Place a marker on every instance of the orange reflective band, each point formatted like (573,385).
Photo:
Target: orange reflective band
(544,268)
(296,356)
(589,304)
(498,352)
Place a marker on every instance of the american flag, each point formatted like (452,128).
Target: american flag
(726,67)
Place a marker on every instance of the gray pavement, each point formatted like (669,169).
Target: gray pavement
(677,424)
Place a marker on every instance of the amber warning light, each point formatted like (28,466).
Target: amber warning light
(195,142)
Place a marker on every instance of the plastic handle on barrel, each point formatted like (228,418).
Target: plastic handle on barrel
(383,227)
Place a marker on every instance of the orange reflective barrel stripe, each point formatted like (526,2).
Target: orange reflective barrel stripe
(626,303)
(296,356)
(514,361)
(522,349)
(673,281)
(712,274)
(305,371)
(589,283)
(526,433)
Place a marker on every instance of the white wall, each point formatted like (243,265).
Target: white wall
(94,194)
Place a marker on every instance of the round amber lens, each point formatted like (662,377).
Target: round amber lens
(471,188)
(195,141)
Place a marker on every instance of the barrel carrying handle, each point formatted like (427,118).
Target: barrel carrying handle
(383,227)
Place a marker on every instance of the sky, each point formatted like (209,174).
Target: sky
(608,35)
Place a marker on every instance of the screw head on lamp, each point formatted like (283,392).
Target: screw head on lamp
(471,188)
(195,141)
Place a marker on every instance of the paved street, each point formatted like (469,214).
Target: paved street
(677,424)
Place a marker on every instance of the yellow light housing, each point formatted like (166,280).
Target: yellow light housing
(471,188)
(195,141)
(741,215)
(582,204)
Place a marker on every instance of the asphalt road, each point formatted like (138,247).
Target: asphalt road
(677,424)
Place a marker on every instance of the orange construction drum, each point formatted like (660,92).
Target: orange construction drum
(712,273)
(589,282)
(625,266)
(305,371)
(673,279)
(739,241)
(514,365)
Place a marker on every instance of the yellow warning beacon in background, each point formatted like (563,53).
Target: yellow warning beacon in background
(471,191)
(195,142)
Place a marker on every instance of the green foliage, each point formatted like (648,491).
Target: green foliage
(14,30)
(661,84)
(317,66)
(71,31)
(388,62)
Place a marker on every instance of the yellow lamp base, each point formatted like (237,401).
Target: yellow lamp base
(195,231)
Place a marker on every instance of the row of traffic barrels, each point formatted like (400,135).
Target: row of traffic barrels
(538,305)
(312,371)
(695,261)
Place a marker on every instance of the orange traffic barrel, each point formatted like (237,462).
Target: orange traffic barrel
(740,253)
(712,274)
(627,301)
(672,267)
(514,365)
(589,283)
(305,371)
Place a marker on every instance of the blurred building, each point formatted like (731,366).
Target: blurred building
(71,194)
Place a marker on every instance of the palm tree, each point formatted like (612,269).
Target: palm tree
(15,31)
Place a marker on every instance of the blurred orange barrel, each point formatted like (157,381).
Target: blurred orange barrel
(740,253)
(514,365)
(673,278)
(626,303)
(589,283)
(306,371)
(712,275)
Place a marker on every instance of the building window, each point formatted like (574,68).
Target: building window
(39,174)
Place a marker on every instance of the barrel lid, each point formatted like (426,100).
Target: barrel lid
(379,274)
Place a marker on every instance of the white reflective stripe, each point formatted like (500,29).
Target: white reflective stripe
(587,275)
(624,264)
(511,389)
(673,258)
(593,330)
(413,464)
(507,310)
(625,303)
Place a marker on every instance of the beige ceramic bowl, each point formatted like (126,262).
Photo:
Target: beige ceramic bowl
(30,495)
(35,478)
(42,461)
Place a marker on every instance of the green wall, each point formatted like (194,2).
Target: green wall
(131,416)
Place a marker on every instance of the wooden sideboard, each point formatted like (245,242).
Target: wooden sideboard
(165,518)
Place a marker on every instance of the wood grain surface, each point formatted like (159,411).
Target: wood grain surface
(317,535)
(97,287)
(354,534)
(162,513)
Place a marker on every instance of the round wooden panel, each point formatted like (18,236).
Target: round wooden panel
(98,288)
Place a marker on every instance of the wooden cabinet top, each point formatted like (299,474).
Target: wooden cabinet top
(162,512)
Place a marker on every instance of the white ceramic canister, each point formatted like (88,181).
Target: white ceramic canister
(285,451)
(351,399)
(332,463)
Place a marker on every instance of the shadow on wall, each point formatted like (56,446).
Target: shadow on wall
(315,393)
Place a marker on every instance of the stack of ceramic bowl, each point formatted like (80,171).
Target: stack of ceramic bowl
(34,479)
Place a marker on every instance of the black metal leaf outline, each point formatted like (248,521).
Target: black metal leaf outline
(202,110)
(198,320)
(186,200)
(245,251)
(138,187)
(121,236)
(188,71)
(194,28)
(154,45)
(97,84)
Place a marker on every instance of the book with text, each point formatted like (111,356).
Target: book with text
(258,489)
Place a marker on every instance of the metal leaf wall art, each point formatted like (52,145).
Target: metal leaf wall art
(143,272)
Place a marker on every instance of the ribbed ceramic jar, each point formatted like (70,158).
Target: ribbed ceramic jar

========

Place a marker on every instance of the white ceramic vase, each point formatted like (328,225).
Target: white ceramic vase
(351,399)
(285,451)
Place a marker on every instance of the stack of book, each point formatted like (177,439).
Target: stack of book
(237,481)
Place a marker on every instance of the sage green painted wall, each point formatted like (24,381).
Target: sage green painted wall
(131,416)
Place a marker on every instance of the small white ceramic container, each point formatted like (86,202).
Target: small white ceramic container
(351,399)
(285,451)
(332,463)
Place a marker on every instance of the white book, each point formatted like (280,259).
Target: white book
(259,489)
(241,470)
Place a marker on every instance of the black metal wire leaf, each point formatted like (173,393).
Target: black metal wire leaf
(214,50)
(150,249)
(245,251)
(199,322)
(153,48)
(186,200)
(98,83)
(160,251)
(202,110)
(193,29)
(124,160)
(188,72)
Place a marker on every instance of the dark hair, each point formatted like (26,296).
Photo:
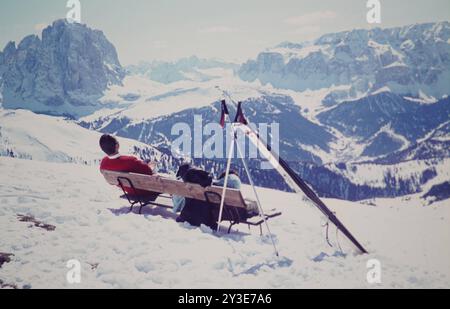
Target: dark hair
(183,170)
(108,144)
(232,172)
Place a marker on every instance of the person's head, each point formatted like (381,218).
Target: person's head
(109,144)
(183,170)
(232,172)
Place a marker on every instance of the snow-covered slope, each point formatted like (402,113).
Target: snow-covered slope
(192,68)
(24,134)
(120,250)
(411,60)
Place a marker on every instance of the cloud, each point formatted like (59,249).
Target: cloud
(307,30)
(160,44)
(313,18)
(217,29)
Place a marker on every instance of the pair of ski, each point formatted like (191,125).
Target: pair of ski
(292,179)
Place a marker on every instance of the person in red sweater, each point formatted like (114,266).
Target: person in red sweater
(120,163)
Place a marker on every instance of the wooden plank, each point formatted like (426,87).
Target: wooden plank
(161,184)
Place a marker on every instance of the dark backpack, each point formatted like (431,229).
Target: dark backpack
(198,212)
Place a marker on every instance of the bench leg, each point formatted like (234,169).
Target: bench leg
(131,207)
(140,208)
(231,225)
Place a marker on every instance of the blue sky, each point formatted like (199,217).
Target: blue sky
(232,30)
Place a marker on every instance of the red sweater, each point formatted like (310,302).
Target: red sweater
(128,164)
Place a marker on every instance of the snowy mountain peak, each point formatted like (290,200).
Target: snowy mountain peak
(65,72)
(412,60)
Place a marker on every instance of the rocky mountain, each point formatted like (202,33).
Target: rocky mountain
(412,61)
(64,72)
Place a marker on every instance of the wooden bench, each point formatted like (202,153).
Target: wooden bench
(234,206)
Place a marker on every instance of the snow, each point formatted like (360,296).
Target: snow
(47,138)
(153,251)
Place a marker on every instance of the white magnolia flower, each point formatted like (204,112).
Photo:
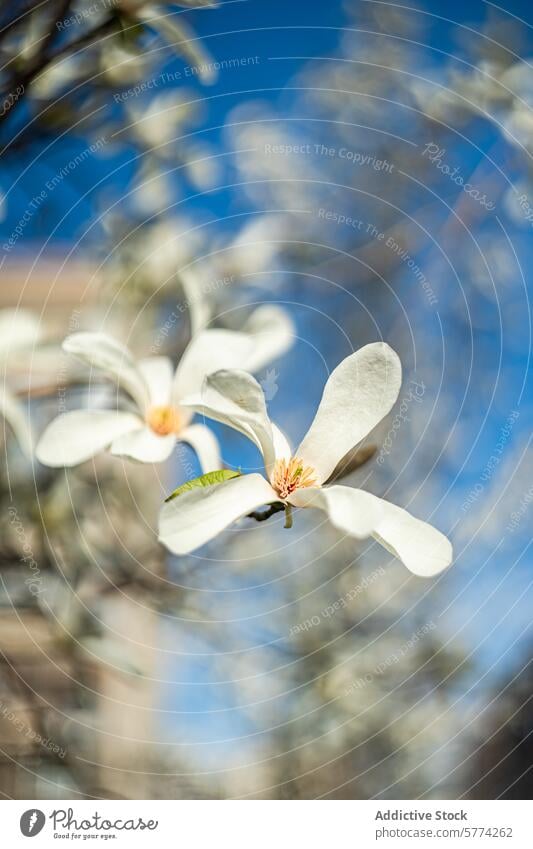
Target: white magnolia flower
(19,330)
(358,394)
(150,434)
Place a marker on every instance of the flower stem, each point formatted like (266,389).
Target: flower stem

========

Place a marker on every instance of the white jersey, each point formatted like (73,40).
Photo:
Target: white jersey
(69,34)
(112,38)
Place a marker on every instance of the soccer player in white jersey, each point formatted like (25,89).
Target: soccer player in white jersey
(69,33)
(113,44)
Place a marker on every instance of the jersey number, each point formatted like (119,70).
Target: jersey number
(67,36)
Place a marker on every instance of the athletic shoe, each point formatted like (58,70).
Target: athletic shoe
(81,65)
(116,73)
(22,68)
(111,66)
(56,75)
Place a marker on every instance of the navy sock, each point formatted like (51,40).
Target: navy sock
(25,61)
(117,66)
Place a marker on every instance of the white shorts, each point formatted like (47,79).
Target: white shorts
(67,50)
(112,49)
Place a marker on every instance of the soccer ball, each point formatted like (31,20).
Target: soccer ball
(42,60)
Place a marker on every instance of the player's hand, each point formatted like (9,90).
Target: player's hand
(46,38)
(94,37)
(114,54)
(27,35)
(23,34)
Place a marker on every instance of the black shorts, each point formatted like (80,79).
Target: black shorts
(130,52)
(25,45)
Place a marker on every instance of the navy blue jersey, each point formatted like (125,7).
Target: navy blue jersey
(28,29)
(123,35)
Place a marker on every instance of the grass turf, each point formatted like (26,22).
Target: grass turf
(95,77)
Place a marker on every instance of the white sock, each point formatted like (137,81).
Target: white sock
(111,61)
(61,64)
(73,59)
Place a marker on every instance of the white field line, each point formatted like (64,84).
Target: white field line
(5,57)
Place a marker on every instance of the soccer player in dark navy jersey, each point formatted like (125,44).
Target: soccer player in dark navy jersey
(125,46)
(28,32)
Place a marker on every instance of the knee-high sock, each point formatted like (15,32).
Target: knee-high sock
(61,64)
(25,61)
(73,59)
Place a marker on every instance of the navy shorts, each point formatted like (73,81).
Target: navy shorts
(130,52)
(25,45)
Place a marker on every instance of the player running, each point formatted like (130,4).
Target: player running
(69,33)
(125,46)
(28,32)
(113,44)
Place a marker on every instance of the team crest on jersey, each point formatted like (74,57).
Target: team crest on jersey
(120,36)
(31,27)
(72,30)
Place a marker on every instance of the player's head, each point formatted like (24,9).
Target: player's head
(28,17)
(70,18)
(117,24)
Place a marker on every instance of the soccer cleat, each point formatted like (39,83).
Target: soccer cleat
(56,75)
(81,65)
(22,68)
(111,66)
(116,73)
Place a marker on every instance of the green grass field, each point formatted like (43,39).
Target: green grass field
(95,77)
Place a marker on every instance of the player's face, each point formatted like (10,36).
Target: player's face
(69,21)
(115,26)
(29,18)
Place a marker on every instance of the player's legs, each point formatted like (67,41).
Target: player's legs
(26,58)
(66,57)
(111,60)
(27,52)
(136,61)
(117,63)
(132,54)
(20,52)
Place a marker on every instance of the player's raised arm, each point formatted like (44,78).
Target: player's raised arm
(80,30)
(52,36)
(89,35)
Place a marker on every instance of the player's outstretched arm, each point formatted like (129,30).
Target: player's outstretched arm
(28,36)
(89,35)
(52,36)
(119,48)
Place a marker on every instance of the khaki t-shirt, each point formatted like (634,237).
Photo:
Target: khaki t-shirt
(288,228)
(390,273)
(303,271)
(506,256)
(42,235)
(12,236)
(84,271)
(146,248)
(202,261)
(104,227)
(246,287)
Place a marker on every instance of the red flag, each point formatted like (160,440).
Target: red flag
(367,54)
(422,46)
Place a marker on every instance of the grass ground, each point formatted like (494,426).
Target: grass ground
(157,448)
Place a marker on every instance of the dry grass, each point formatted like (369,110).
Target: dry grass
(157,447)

========

* [Challenge]
Please rewrite the rows starting at "Place a marker on every instance of the wood grain" and ending at "Target: ribbed ceramic jar", swapping "ceramic" for "stoneware" everywhere and leaving all else unchanged.

* [Response for this exercise]
Place a marker on every instance of the wood grain surface, each point formatted like (159,411).
Target: wood grain surface
(317,535)
(97,287)
(354,534)
(162,513)
Place a marker on every instance of the round wooden panel, each point formatted like (18,236).
Target: round wooden panel
(98,288)
Place a marker on every instance of the wooden cabinet top, each point formatted like (299,474).
Target: wooden cabinet top
(162,512)
Place a marker on every instance of the white stoneware canister, each point formatted like (88,181).
Target: white stoneware canister
(285,451)
(351,399)
(332,463)
Place a marker on every instance of the shadow on wall, each point formatted like (56,446).
Target: shadow on wall
(315,393)
Place a marker on every instance of the stack of stoneware bowl, each point formatted like (80,171).
Target: stack of stoneware bowl
(34,479)
Place a marker on every instance of the black metal leaf outline, each point formatted like (248,521).
Target: black metal leaf outline
(202,110)
(198,320)
(186,200)
(245,251)
(138,187)
(121,236)
(188,71)
(194,28)
(154,45)
(97,84)
Place a marker on every instance of the book with text, each point formatted like (111,356).
Target: book with text
(258,489)
Place a marker on every instance of the metal leaf wall art, each point formatted like (52,145).
Target: metal leaf wall art
(143,272)
Place a marker on every instance of the ribbed stoneware jar, each point formatted like (70,158).
Target: ribbed stoneware jar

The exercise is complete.